Please retype, character for character, the portion of the entries below that runs from the line containing "Target: wrinkled dog face" to the last line.

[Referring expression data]

# # # # # # #

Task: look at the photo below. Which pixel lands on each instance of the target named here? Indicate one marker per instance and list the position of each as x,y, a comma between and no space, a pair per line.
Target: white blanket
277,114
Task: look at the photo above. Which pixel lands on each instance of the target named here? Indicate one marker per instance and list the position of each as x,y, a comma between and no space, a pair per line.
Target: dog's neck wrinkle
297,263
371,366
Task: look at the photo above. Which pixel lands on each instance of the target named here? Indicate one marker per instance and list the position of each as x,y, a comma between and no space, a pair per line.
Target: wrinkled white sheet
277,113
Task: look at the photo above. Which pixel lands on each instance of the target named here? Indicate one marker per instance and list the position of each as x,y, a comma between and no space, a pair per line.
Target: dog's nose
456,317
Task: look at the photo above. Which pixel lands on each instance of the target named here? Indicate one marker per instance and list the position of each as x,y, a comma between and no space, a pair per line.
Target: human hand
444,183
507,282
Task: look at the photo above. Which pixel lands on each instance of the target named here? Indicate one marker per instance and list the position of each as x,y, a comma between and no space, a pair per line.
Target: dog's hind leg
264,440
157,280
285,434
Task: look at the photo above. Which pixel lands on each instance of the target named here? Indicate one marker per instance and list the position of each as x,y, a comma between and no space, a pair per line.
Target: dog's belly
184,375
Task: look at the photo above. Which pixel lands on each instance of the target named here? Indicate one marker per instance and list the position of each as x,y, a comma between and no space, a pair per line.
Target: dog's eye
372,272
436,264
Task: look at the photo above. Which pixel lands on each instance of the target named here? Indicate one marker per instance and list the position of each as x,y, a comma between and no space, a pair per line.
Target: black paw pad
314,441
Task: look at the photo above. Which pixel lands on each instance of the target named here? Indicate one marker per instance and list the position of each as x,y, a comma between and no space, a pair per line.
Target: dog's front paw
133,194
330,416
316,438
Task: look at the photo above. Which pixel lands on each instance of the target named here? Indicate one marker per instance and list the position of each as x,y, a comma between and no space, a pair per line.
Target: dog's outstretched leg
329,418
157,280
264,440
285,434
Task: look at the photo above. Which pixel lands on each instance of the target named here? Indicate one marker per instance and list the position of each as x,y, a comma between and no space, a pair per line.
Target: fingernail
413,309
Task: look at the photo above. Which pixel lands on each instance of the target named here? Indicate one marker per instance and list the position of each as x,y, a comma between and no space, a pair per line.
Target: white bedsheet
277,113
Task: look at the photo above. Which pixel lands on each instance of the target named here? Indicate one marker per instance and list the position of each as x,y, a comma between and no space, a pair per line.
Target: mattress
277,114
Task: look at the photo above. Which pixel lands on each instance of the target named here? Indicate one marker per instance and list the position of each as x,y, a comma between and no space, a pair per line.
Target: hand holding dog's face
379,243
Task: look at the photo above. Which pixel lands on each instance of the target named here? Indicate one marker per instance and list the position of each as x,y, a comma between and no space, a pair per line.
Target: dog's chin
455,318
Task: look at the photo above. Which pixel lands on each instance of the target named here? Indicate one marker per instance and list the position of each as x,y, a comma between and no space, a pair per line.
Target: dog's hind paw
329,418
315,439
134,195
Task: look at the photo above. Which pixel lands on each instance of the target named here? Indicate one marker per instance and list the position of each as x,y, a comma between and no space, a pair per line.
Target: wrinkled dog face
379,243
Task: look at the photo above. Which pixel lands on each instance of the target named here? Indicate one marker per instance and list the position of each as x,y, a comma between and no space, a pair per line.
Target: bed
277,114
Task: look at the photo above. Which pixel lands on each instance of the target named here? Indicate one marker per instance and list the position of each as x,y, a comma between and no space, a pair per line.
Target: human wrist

# # # # # # #

**Exercise response**
Target: wrinkled dog face
379,243
Task: look at the photo above. Which pixel lands on each instance of the target named here? Indicate one marker per instance and list the position of each as x,y, a comma between and no space, a pair per line.
Target: bed
277,114
Task: look at the photo above. Which pixel lands on each instance of the target named here? Indicate one marker per instance and list the position of each as x,y, a comma between and no space, a pair per line.
Target: human wrist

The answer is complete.